== TEXTO DA PÁGINA ==

Resumo
O presente ensaio tem o intuito de problematizar as iniquidades em saúde, a partir da análise da violência obstétrica direcionada às mulheres negras. Pressupomos que o racismo institucional é chave interpretativa importante para compreender a dinâmica de violências raciais. Adotamos como metodologia, para evidenciar o racismo enfrentado cotidianamente por mulheres negras nos serviços de saúde, a análise descritiva de duas reportagens publicadas no site do G1. Constatamos que o racismo é (re)produtor de negação de direitos, do não acesso aos serviços de saúde, da produção da morte e da não efetivação do Bem Viver para as famílias negras, e isso vem sendo colocado através da produção e reprodução do sofrimento, da violência e do racismo em suas mais diversas expressões. Nessa dinâmica, a efetivação da Política Nacional de Saúde Integral da população negra é mecanismo importante de enfrentamento ao racismo em saúde.

===
== DADOS EXTRAÍDOS ==

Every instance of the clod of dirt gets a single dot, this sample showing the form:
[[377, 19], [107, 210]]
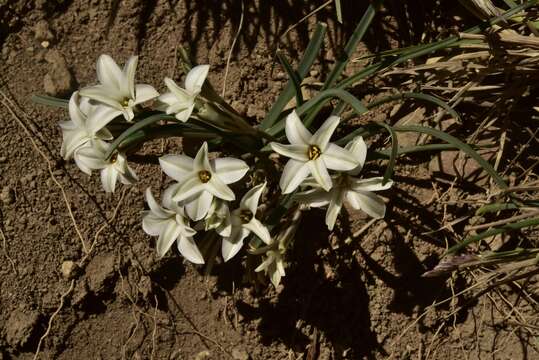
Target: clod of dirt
[[7, 195], [20, 327], [69, 269], [99, 271], [42, 31], [58, 81], [240, 354]]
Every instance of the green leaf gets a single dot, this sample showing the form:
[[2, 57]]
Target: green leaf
[[136, 127], [293, 76], [351, 45], [494, 231], [320, 99], [50, 101], [308, 58], [458, 144]]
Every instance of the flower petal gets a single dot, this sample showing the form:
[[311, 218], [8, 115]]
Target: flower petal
[[190, 186], [195, 78], [367, 201], [297, 152], [320, 173], [144, 93], [293, 174], [100, 116], [358, 148], [337, 158], [128, 85], [296, 132], [323, 134], [372, 184], [229, 169], [201, 161], [110, 74], [259, 229], [197, 206], [252, 197], [109, 175], [334, 208], [176, 166], [167, 237], [188, 248], [220, 189], [104, 95], [314, 197]]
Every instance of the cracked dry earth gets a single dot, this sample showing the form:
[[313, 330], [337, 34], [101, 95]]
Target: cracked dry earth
[[339, 300]]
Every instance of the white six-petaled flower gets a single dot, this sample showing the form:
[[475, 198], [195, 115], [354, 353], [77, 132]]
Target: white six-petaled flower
[[200, 179], [117, 88], [92, 157], [243, 222], [170, 224], [311, 154], [179, 101], [357, 192], [87, 123]]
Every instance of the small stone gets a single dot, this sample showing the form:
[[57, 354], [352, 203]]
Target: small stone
[[68, 269], [240, 354], [20, 327], [7, 195]]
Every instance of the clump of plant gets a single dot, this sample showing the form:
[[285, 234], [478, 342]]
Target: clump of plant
[[248, 184]]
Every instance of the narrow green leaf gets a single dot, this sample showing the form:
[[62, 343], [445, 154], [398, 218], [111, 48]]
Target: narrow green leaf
[[492, 232], [50, 101], [458, 144], [293, 76], [305, 64], [136, 127], [351, 45], [417, 96]]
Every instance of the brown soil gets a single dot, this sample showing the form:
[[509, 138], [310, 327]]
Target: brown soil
[[339, 300]]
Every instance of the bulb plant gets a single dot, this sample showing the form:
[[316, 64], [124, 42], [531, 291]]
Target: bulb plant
[[229, 192]]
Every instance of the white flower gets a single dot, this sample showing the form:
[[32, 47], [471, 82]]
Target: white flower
[[200, 179], [87, 123], [181, 101], [92, 157], [170, 224], [273, 266], [311, 154], [357, 192], [243, 222], [117, 87]]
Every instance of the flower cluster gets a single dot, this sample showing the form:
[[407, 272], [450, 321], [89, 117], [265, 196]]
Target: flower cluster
[[200, 199]]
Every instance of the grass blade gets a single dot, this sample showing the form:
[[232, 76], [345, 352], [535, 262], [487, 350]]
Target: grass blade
[[351, 45], [458, 144], [50, 101], [293, 76], [308, 58]]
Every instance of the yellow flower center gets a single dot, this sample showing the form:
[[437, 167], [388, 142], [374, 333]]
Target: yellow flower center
[[313, 152], [246, 216], [204, 176]]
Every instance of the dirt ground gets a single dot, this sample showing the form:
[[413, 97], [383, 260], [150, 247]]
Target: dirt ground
[[340, 299]]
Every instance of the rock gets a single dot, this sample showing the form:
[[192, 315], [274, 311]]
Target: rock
[[7, 195], [69, 269], [20, 327], [42, 31], [58, 81], [99, 271], [240, 354]]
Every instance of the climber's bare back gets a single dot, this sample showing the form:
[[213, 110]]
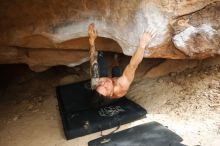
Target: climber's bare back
[[117, 87]]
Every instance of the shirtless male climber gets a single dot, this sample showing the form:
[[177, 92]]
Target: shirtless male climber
[[115, 86]]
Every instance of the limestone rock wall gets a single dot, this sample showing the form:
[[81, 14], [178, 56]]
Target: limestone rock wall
[[46, 33]]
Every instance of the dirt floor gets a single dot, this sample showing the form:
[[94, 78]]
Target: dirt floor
[[188, 103]]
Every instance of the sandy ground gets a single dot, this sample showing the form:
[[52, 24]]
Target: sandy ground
[[188, 103]]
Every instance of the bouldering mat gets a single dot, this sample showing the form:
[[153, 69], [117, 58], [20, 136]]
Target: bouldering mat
[[80, 118], [148, 134]]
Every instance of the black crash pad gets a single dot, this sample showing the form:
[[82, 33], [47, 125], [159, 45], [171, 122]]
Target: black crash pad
[[149, 134], [80, 118]]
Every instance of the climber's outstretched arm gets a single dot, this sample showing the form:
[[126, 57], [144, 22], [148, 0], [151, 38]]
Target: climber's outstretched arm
[[137, 57]]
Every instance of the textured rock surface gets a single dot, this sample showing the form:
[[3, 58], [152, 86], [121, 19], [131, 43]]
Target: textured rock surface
[[47, 33]]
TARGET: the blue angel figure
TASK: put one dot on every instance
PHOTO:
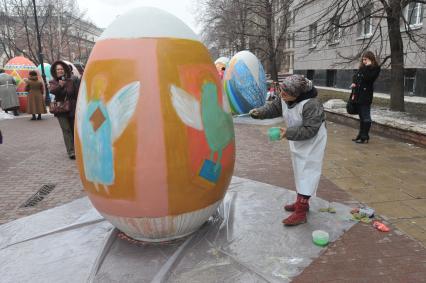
(99, 125)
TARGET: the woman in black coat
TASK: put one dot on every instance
(64, 86)
(362, 85)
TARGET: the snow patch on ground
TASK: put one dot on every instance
(411, 99)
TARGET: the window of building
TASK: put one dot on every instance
(365, 25)
(313, 35)
(413, 14)
(409, 81)
(334, 35)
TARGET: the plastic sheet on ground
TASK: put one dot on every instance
(243, 242)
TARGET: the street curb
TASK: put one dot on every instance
(404, 135)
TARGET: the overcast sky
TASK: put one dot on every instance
(103, 12)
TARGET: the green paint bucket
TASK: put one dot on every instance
(274, 134)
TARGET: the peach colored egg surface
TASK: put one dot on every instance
(154, 134)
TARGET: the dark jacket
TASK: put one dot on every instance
(69, 91)
(364, 80)
(313, 115)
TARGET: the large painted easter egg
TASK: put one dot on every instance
(154, 136)
(19, 67)
(245, 82)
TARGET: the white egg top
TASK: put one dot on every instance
(148, 22)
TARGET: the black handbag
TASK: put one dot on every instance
(351, 106)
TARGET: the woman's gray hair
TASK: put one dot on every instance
(295, 85)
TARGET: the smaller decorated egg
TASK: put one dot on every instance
(245, 82)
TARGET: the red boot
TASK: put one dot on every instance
(292, 207)
(299, 214)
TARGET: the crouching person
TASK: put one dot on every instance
(306, 133)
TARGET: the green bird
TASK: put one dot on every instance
(215, 121)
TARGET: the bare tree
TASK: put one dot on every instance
(380, 23)
(259, 25)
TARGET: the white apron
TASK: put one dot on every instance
(306, 155)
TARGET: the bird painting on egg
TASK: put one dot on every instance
(99, 124)
(207, 116)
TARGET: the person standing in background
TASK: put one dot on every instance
(64, 86)
(362, 86)
(8, 97)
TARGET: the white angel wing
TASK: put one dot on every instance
(81, 107)
(187, 107)
(122, 107)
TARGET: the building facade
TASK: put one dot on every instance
(323, 56)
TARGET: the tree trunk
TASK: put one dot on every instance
(397, 58)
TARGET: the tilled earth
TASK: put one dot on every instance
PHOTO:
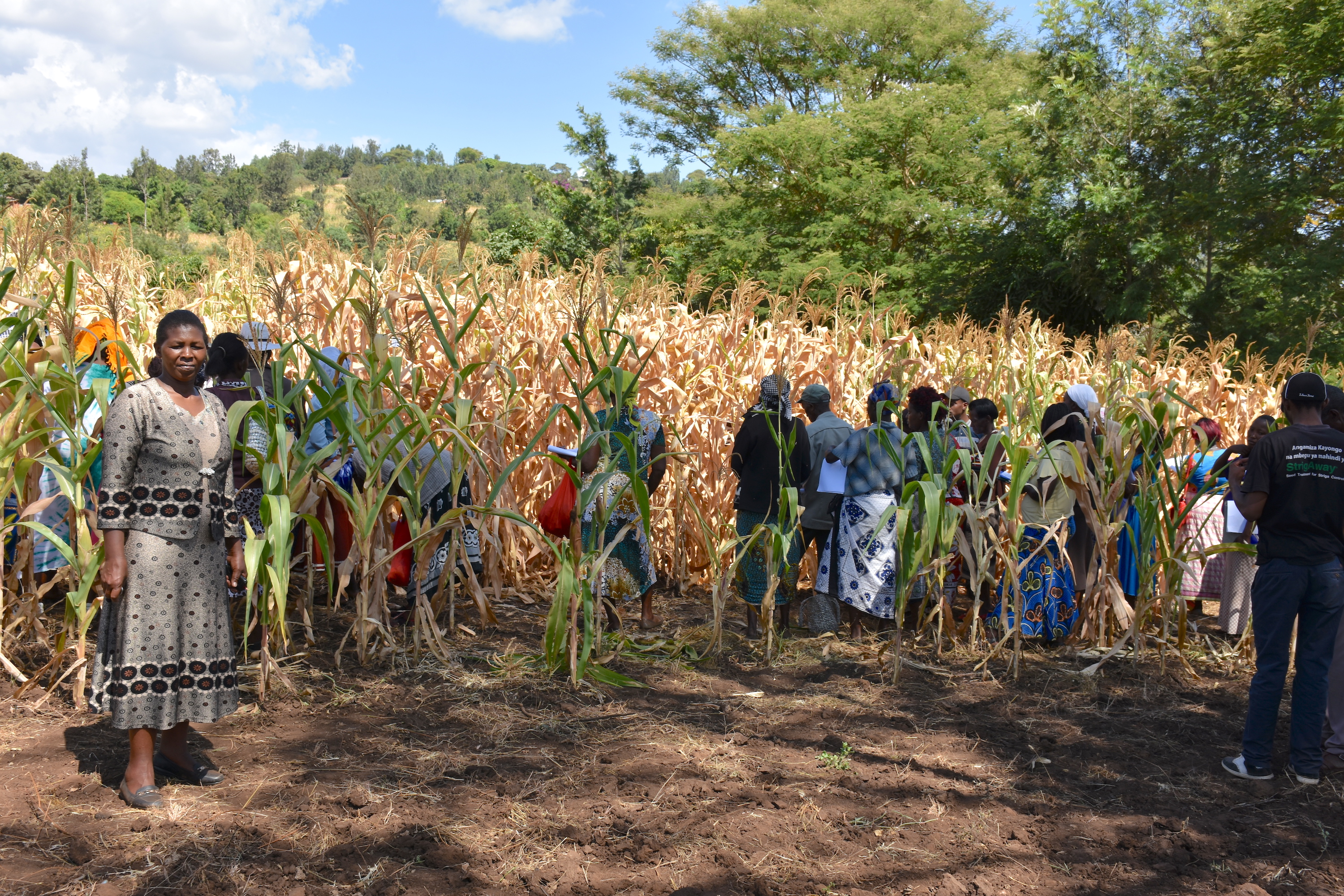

===

Digite novamente, do começo ao fim e sem nenhuma alteração, o resumo sobre violência obstétrica contra mulheres negras.

→ **ÁREA DE RESPOSTA**
Resumo
O presente ensaio tem o intuito de problematizar as iniquidades em saúde, a partir da análise da violência obstétrica direcionada às mulheres negras. Pressupomos que o racismo institucional é chave interpretativa importante para compreender a dinâmica de violências raciais. Adotamos como metodologia, para evidenciar o racismo enfrentado cotidianamente por mulheres negras nos serviços de saúde, a análise descritiva de duas reportagens publicadas no site do G1. Constatamos que o racismo é (re)produtor de negação de direitos, do não acesso aos serviços de saúde, da produção da morte e da não efetivação do Bem Viver para as famílias negras, e isso vem sendo colocado através da produção e reprodução do sofrimento, da violência e do racismo em suas mais diversas expressões. Nessa dinâmica, a efetivação da Política Nacional de Saúde Integral da população negra é mecanismo importante de enfrentamento ao racismo em saúde.